SET TASK |
Could you transcribe the records word for word, from the line containing "Given this image, can you confirm the presence of any black" through the end of the records, including both ends?

Dataset records
========

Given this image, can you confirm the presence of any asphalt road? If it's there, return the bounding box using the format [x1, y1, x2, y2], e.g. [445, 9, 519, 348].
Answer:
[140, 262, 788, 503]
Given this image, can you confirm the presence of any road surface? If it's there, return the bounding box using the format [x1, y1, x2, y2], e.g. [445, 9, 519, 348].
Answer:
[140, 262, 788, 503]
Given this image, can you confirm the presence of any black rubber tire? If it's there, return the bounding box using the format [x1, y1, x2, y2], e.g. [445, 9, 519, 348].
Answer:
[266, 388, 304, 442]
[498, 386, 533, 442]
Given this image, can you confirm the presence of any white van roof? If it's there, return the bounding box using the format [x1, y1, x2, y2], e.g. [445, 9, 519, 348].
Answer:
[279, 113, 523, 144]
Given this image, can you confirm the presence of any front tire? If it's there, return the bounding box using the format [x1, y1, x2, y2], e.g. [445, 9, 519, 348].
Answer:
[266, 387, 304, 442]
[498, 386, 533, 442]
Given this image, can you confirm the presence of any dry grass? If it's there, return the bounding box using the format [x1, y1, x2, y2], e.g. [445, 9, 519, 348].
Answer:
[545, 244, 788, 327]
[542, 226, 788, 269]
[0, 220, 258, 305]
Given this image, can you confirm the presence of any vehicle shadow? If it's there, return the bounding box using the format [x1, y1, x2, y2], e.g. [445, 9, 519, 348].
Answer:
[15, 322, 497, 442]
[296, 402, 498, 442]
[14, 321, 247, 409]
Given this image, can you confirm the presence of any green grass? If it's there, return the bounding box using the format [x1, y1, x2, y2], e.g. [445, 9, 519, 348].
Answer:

========

TASK RESULT |
Given this image, can you confirm the presence of any black rubber tire? If it's there, return the bounding box using the format [x1, y1, x2, y2], e.g. [445, 9, 519, 348].
Answer:
[266, 388, 304, 442]
[498, 386, 533, 442]
Given this image, can you confirm the presence of any white van roof? If it's there, return the bounding box using the format [x1, y1, x2, y2], e.g. [445, 9, 519, 348].
Answer:
[279, 113, 523, 144]
Given this image, can you confirm the presence of any front tire? If it's there, return the bounding box using the format [x1, y1, x2, y2], e.g. [445, 9, 519, 348].
Answer:
[266, 387, 304, 442]
[498, 386, 533, 442]
Given this image, can you confirm the presence of any dry grass? If it's there, return the bounding box using the format [x1, y1, x2, y2], e.g. [445, 9, 519, 348].
Answer:
[545, 244, 788, 327]
[542, 226, 788, 269]
[0, 220, 258, 305]
Given this image, can you confirm the presence of any vehicle shadow? If it's there, return the bounding box using the format [x1, y1, x2, y2], e.g. [445, 9, 519, 348].
Answer:
[15, 322, 497, 442]
[296, 402, 498, 442]
[14, 321, 247, 409]
Given this image, can you confirm the presence of any green grass? If it's there, return the bounding box using the format [x1, y1, x2, y2], e.g. [445, 9, 519, 348].
Answer:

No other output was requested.